What you need to do
a – Answer these questions from the BCO-DMO to CMAP conversion notebook:
(i) Which notebook should be run before this one?
(ii) What is the name of the separate Python script that holds most of the code?
(iii) According to its comment, what two things does the function getDetails return for a bcodmo:name?
b – Continue the BCO-DMO to CMAP conversion notebook from its last line, carrying on the getDetails function.

# convertBCODMOtoCMAP
Krista Longnecker, 2 July 2025\
Run this after running getBCODMOinfo.ipynb\
Once you have the information from BCO-DMO dataset in hand, use this to make it into the format required by CMAP.\
Note: this version puts most of the code into a separate python script (convert.py) to make it easier to run through multiple data files.

In [1]:
#some of these are residual from assembling the data file, keep for now.
import pandas as pd
import requests
import os
import json
import re
import pdb

from datetime import datetime, timedelta, timezone
from SPARQLWrapper import SPARQLWrapper, POST, JSON
from frictionless import describe, Package

In [22]:
# Make a function that searches for bcodmo:name and returns bcodmo:description and bcodmo:units
# input: md --> the list of parameters for one dataset
def getDetails(md,bcodmo_name):
    """
    Take the list of information from BCO-DMO, search for a name, and return the description and units for that name
    """

Dataset rows
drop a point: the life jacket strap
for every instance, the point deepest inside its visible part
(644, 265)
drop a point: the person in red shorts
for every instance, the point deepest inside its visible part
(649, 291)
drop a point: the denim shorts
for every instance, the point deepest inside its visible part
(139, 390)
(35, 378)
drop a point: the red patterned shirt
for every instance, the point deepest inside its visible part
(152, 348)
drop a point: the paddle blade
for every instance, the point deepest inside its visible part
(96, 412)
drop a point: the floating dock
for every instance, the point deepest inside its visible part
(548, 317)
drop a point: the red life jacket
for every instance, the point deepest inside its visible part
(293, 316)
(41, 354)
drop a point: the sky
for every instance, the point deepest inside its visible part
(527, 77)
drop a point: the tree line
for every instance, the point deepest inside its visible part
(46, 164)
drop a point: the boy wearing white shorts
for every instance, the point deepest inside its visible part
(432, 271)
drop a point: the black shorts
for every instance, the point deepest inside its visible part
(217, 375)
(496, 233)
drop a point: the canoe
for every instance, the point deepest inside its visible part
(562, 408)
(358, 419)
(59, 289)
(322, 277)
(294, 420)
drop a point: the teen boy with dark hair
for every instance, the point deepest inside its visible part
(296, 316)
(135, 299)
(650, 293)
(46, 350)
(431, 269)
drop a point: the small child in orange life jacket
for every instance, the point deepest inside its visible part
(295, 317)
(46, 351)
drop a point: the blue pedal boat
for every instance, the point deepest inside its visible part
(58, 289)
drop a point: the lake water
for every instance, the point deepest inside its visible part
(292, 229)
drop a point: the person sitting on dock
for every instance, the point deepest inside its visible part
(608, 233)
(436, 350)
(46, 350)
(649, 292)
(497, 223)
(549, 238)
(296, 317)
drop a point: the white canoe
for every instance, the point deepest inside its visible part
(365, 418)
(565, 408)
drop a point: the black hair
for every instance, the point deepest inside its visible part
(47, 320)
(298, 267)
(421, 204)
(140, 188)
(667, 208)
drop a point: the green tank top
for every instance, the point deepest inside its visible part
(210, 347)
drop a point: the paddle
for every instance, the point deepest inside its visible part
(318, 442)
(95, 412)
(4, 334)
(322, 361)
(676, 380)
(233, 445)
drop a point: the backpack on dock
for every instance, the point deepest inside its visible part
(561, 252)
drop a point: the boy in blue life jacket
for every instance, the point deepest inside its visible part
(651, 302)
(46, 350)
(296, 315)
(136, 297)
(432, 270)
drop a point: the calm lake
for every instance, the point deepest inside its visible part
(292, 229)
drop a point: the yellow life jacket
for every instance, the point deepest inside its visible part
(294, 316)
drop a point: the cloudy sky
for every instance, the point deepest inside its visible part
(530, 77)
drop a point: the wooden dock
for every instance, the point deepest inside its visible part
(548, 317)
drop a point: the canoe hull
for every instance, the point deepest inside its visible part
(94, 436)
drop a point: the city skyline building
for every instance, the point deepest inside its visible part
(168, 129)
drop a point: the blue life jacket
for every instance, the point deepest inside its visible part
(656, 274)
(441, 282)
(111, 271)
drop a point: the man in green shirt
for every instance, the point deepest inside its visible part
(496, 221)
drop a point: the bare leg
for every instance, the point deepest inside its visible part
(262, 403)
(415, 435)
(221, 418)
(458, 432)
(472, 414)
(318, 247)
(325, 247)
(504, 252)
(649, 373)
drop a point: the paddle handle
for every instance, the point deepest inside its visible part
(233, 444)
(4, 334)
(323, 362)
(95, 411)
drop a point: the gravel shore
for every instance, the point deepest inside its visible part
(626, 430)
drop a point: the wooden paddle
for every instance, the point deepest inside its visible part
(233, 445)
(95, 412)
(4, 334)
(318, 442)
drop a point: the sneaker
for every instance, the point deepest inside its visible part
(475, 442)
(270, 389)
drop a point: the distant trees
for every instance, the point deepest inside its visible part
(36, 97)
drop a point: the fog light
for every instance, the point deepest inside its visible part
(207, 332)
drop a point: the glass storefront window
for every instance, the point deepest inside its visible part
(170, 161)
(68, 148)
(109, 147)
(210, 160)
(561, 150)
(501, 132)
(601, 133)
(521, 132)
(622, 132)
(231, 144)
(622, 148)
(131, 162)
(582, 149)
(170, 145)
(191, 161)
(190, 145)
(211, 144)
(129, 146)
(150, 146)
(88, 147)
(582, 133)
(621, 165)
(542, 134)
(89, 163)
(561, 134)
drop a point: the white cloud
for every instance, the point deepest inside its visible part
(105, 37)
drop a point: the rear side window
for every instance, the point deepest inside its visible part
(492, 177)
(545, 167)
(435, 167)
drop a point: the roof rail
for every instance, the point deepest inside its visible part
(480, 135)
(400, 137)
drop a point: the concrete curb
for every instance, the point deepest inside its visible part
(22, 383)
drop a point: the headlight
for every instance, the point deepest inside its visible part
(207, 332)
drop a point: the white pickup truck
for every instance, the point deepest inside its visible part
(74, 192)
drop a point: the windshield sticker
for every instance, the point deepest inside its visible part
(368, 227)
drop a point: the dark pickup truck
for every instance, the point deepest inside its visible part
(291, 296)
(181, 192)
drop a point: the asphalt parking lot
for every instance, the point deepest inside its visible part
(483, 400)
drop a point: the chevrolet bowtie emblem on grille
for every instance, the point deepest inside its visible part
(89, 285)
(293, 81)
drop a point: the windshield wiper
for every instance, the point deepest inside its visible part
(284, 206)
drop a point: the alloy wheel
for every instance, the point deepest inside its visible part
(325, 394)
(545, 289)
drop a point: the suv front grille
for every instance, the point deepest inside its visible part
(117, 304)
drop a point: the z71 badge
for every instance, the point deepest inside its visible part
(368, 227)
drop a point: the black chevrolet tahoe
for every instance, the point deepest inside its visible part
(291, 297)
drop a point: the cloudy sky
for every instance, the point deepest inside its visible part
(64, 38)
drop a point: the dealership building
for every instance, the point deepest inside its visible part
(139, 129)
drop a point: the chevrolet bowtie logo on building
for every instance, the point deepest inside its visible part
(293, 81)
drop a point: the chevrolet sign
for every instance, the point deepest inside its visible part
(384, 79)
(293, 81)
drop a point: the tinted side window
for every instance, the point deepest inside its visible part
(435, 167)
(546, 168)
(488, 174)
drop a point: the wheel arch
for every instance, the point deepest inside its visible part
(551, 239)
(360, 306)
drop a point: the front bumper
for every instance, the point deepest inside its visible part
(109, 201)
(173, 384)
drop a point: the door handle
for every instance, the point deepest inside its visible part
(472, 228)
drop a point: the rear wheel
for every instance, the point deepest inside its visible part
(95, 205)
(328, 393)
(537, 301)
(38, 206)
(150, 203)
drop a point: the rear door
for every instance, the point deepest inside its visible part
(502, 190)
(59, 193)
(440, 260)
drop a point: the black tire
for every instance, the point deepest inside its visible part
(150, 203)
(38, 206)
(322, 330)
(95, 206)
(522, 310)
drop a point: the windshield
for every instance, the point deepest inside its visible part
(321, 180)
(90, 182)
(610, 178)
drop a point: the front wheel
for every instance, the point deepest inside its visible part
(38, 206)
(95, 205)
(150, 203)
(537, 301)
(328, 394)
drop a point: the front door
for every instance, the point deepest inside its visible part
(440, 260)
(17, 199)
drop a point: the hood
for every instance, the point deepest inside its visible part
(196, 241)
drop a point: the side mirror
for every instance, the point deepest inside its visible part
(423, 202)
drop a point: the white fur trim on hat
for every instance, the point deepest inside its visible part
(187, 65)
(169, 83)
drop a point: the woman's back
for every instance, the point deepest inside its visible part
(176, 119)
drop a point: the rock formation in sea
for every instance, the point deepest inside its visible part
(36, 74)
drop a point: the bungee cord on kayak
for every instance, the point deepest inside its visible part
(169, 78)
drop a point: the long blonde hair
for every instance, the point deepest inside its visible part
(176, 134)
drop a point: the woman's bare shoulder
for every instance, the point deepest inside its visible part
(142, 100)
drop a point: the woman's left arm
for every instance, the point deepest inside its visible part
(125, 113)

In response
a –
(i) getBCODMOinfo.ipynb
(ii) convert.py
(iii) bcodmo:description and bcodmo:units

b –
    for i, item in enumerate(md):
        if item['bcodmo:name'] == bcodmo_name:
            #actually want the descrption, so return that
            description = item['bcodmo:description']
            units = item['bcodmo:units']

    return description, units

In [3]:
#read in the package that was already made (using getBCODMOinfo.ipynb)
biosscope = Package('datapackage.json')
# biosscope = Package(JSON_FILE)

In [4]:
out = [];
for idx,item in enumerate(biosscope.resources):
    justFile = item.name;
    #pdb.set_trace()
    out.append(justFile)

out #this will be a list, iterate through the files on this list 
#leave here so I see the filenames might not need the actual list

['zooscan_images_bats_ae1614',
 'zooscan_images_bats_ae1712',
 'zooscan_images_bats_ae1819',
 'zooscan_images_bats_ae1830',
 'zooscan_bats_biovolume',
 'zooscan_mocness_output',
 'survey_biogeochemical',
 '920443_v1_biosscope_in_situ_pump_chemical_data',
 '964684_v1_amino_acids_biosscope_2021',
 '964801_v1_pump_carbohydrates_biosscope_2021',
 '964826_v1_pump_poc_pon_biosscope']

In [5]:
#most datasets need additional processing to get depth and/or time. 
#Set up a table here to note what needs to be done, use later to spin off to other scripts.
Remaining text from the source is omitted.